College Disrupted [Link to Amazon] is a new entry in the literary genre that analyzes the state of current education and the ongoing changes in higher education. The subtitle of the book “the great unbundling” suggests where the author sees part of the change occurring. Mr. Craig is an active participant in education through his venture firm, University Ventures, which invests in education institutions and technology. Considering Mr. Craig’s professional activities, it is not surprising that he is a critical observer of the status quo and sees much room for improvement and future innovation via the private sector. For many insiders in universities, the book will require a consciously open mind to consider the value of the analysis and predicted trends.   It’s a worthwhile read to understand Mr. Craig’s thought process including adaptive learning and gamification, as well as, the less well known concepts of a double-click degree and the impact of competency management platforms.

The book covers a broad range of topics. Initially, Mr. Craig surveys the current landscape, and demographic and institutional trends including: graduation rates and cost inflation. The author expresses his point of view on the management challenges preventing change due to the governance structure of universities. The second half introduces his vision and hypothesis of the future of higher education. The author has an optimistic outlook for the potential of U.S. education and the enormous export potential beyond improving domestic student outcomes. For readers familiar with the present backdrop of higher education enrollment and the institutional landscape, the second part is more intellectually stimulating and controversial.

□ □ □ □ □ □ □

- [Written task 1]: Reproduce the review of College Disrupted in full, word for word.
The review of College Disrupted and the records are separate material with no connection to each other.

□ □ □ □ □ □ □

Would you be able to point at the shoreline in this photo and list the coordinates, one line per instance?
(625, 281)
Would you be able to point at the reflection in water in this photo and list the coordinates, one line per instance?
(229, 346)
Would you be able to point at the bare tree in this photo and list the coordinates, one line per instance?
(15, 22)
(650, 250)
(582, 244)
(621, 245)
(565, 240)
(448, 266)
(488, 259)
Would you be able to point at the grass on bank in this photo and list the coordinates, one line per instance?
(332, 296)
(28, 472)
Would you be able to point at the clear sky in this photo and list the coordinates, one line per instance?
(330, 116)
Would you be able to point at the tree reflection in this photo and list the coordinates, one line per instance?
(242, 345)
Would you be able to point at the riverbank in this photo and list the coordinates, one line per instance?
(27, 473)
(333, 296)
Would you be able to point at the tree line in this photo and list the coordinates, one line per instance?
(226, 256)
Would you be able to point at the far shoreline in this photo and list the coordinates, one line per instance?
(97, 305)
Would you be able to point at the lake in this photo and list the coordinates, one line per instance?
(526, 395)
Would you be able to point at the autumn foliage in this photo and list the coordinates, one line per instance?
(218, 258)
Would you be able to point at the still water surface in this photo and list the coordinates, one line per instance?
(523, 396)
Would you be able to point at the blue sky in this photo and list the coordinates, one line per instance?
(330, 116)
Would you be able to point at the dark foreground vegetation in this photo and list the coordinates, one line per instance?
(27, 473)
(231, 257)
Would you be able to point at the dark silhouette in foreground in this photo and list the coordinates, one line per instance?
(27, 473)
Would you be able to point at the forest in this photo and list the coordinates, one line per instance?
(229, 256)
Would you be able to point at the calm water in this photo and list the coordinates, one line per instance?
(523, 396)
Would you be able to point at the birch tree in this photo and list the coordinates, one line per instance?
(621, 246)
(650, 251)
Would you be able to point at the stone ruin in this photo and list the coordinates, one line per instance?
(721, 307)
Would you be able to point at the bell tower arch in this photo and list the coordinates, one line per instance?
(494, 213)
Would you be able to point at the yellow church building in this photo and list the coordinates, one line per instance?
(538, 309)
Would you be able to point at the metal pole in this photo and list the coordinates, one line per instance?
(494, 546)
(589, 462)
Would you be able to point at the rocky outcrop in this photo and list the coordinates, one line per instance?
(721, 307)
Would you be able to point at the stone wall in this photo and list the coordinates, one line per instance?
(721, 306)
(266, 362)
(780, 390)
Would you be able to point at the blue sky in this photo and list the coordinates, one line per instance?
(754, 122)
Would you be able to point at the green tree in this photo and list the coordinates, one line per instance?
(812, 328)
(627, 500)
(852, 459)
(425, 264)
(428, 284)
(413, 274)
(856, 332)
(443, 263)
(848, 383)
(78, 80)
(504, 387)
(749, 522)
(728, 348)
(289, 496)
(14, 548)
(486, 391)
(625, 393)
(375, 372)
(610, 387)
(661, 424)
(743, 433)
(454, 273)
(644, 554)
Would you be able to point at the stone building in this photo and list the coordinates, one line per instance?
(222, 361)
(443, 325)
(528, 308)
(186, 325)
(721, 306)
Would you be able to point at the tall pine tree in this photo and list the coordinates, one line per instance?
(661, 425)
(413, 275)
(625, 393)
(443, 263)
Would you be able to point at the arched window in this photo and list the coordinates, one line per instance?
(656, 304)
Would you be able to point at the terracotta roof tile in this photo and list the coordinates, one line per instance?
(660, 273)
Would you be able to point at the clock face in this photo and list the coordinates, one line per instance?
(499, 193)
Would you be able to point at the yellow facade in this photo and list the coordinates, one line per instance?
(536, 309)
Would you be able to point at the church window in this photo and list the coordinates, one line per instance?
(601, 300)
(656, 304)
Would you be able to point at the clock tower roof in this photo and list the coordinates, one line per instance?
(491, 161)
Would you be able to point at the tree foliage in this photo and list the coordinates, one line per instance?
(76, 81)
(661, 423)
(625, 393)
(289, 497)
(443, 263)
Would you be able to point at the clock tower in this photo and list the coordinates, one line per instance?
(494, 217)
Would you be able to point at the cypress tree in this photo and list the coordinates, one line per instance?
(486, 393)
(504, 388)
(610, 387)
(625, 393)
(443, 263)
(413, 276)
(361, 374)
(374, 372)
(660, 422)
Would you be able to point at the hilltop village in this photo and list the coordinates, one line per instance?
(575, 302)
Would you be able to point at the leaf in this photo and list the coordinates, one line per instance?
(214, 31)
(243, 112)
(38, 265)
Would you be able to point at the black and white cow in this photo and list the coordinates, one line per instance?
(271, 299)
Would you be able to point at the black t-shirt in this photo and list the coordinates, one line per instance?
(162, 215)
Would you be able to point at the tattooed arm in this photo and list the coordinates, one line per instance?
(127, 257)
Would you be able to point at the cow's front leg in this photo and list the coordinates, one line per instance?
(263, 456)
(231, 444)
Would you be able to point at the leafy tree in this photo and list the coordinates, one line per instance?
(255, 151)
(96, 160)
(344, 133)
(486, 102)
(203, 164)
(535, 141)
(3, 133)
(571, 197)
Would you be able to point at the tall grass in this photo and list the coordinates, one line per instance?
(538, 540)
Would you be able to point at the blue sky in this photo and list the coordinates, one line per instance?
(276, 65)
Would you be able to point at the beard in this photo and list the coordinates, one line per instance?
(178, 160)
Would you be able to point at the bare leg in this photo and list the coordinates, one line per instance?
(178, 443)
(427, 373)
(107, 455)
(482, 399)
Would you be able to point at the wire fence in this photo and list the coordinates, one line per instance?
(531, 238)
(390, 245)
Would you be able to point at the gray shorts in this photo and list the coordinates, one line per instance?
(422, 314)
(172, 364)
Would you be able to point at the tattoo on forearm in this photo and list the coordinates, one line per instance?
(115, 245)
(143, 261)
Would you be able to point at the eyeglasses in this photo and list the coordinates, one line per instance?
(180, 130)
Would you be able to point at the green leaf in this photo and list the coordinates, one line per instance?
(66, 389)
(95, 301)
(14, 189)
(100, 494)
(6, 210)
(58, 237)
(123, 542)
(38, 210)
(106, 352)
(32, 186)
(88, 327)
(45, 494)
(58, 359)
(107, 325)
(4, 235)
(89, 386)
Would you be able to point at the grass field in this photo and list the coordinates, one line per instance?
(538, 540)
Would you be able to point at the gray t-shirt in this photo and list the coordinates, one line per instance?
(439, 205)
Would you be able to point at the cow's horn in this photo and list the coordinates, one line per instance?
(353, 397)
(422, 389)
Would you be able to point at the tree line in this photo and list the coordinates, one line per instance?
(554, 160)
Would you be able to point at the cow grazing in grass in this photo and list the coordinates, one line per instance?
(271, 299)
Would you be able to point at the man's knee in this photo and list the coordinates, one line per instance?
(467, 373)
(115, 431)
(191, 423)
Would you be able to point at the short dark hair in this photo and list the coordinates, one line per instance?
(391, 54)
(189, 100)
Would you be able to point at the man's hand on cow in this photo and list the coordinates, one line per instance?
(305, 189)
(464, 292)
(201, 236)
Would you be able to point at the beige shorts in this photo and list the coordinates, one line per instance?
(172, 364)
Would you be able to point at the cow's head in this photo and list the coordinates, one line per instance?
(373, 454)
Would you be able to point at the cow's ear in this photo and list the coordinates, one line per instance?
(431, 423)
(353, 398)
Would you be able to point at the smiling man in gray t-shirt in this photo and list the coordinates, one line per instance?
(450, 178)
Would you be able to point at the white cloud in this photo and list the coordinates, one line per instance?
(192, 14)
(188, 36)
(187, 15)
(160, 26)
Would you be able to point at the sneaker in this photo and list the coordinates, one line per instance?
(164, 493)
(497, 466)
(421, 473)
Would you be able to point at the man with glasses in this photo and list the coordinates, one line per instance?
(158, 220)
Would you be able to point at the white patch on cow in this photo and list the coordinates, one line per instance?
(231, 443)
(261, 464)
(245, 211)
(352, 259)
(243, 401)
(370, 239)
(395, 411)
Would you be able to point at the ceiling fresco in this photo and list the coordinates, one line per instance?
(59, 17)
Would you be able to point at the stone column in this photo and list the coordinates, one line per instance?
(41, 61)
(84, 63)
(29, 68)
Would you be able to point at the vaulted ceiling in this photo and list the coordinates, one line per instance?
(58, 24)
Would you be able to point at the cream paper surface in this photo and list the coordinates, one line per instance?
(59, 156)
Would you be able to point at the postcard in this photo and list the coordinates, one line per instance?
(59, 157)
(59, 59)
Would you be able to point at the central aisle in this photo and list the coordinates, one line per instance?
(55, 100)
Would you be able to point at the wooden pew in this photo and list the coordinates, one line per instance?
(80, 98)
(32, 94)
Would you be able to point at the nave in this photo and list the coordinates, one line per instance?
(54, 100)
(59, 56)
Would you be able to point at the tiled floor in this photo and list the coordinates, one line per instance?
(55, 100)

□ □ □ □ □ □ □

- [Written task 2]: Return each line of the records that contains the word "tall". Treat uppercase and lowercase as different.

- [Full output 1]:
College Disrupted [Link to Amazon] is a new entry in the literary genre that analyzes the state of current education and the ongoing changes in higher education. The subtitle of the book “the great unbundling” suggests where the author sees part of the change occurring. Mr. Craig is an active participant in education through his venture firm, University Ventures, which invests in education institutions and technology. Considering Mr. Craig’s professional activities, it is not surprising that he is a critical observer of the status quo and sees much room for improvement and future innovation via the private sector. For many insiders in universities, the book will require a consciously open mind to consider the value of the analysis and predicted trends.   It’s a worthwhile read to understand Mr. Craig’s thought process including adaptive learning and gamification, as well as, the less well known concepts of a double-click degree and the impact of competency management platforms.

The book covers a broad range of topics. Initially, Mr. Craig surveys the current landscape, and demographic and institutional trends including: graduation rates and cost inflation. The author expresses his point of view on the management challenges preventing change due to the governance structure of universities. The second half introduces his vision and hypothesis of the future of higher education. The author has an optimistic outlook for the potential of U.S. education and the enormous export potential beyond improving domestic student outcomes. For readers familiar with the present backdrop of higher education enrollment and the institutional landscape, the second part is more intellectually stimulating and controversial.

- [Full output 2]:
Would you be able to point at the tall pine tree in this photo and list the coordinates, one line per instance?
Would you be able to point at the tall grass in this photo and list the coordinates, one line per instance?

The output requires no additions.